+++ Provided data

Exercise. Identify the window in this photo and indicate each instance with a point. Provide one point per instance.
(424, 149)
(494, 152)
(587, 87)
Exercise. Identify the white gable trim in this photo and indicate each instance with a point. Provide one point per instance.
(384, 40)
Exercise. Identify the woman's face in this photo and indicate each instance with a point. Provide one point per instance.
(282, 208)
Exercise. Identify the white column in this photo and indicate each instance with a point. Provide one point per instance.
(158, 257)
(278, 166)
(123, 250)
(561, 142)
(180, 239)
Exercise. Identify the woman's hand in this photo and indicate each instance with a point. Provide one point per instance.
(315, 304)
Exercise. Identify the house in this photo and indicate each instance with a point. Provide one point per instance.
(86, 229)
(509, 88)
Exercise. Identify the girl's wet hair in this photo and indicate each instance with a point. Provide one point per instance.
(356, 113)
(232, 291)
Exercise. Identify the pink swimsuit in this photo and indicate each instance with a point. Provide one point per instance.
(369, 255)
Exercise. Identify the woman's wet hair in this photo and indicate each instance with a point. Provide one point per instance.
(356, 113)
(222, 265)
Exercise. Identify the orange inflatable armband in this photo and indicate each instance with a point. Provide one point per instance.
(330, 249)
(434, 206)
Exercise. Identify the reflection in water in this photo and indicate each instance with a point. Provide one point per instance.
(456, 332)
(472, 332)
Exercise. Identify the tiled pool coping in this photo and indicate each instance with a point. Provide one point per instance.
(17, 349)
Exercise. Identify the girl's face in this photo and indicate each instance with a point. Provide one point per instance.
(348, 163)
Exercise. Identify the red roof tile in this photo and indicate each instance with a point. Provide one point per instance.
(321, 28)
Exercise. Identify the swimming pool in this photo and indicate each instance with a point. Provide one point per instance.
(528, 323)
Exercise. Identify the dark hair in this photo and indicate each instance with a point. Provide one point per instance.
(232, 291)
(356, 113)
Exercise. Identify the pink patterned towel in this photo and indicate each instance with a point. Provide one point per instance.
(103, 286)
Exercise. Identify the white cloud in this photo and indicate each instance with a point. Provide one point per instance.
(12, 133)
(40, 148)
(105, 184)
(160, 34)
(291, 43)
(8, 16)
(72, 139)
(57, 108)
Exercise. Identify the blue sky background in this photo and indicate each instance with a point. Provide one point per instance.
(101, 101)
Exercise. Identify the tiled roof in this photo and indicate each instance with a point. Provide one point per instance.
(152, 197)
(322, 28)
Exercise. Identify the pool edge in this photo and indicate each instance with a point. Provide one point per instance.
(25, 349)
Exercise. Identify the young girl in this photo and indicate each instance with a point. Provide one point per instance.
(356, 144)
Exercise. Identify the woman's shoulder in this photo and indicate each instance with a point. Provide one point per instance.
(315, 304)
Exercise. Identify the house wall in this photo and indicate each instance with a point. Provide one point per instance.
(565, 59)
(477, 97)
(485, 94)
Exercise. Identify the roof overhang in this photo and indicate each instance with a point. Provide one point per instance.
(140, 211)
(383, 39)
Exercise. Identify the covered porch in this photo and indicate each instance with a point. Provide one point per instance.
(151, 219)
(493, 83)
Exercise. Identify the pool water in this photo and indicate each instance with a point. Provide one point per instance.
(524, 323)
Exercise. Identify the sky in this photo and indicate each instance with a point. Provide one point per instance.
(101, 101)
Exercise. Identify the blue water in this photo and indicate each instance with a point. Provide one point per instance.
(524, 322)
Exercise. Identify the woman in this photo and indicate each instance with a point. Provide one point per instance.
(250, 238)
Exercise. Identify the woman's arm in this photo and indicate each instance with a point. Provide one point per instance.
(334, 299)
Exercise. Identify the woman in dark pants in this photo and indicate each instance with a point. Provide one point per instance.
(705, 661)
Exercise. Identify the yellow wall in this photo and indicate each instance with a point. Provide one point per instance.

++++++

- _What is required_
Each entry above has to be duplicated exactly as it stands.

- _Task response_
Exercise. Identify the window in this photo and indicate each instance with a point. Provide one point per instance.
(424, 149)
(494, 152)
(587, 87)
Exercise. Identify the white gable trim in this photo and indicate each instance with a point. Provide one point per instance.
(384, 40)
Exercise. Identify the woman's face in this photo and indicate each instance with a point. Provide one point per instance.
(282, 208)
Exercise. Identify the white column in this photo and indicate each instance with a point. Provide one point per instance.
(158, 257)
(278, 166)
(123, 250)
(561, 142)
(180, 239)
Exercise. Identify the woman's hand in this photo and indicate each instance with a point. Provide one point per instance.
(315, 304)
Exercise. Identify the house in this photo and indicate each instance with a point. Provide one point per instance.
(86, 229)
(509, 88)
Exercise. Identify the girl's wet hair in this photo and indicate each instance with a point. Provide one point per instance.
(356, 113)
(232, 291)
Exercise. Identify the pink swimsuit in this photo and indicate each instance with a point. Provide one point per instance.
(369, 255)
Exercise. Identify the woman's wet hair in this photo and indicate each instance with a point. Provide one point per instance.
(356, 113)
(222, 265)
Exercise. Identify the orange inflatable armband in this photo and indicate each instance with a point. Provide one point per instance.
(330, 249)
(434, 206)
Exercise. Identify the reflection in water in this photo and indicate each instance with a point. Provide one point per instance.
(456, 332)
(472, 332)
Exercise. Identify the tiled pool coping in this photo and indicate each instance with a point. Provide one point per instance.
(17, 349)
Exercise. Identify the girl's face in this photo and indicate each instance with a point. Provide one point per instance.
(348, 163)
Exercise. Identify the red roof tile in this photo and indicate each instance with a point. Provide one point per instance.
(321, 28)
Exercise. Identify the swimming pool in this photo and indicate each instance with a point. Provide one point per instance.
(528, 323)
Exercise. Identify the dark hair in this photo and indicate each instance with a point. Provide one point per instance.
(232, 291)
(356, 113)
Exercise. Identify the pink patterned towel in this photo and indicate each instance with a point. Provide one point per instance.
(103, 286)
Exercise. Identify the white cloud in this photo and indicate each instance with a point. Provide one point per instance.
(12, 133)
(40, 148)
(105, 184)
(160, 34)
(291, 43)
(8, 16)
(72, 139)
(57, 108)
Exercise. Identify the blue sky background in this photo and indicate each instance with a point. Provide one point per instance.
(101, 101)
Exercise. Identify the tiled roof in this photo and indicate each instance with a point. Provide one point per instance.
(152, 197)
(322, 28)
Exercise. Identify the pool edge in this photo and indicate each instance with a point. Provide one point per instance.
(25, 349)
Exercise. Identify the young girl in this photo and indicate each instance with a point. Provide one point per instance.
(356, 144)
Exercise. Identify the woman's shoulder in this photo and indicate each instance with a point. Provide one point per instance.
(315, 304)
Exercise. Identify the house wall in this photo and indicate each instance with a point. Provide one point per instance.
(565, 59)
(477, 97)
(485, 94)
Exercise. Identify the roof overhang in this photo and indicate each instance with a point. Provide one point per instance.
(140, 211)
(383, 39)
Exercise. Identify the covered porch in this photo and indicate each instance with a point. Provide one point per instance.
(151, 219)
(493, 83)
Exercise. Identify the pool water in this photo and indicate each instance with a point. Provide one point per instance.
(524, 323)
Exercise. Identify the sky in this photo and indicate each instance with a point. Provide one point per instance.
(101, 101)
Exercise. Identify the blue water in this photo and indicate each instance with a point. Provide one point per instance.
(524, 322)
Exercise. Identify the woman in this photo and indicate each instance with a point. Provide one point per instance.
(250, 238)
Exercise. Identify the woman's arm in this photo and indicate each instance with a point. Provide one point per instance.
(334, 299)
Exercise. Identify the woman in dark pants in this photo and indicate each instance with a point. Provide one point per instance.
(705, 661)
Exercise. Identify the yellow wall in this photo and indicate each instance with a point. Provide one point per instance.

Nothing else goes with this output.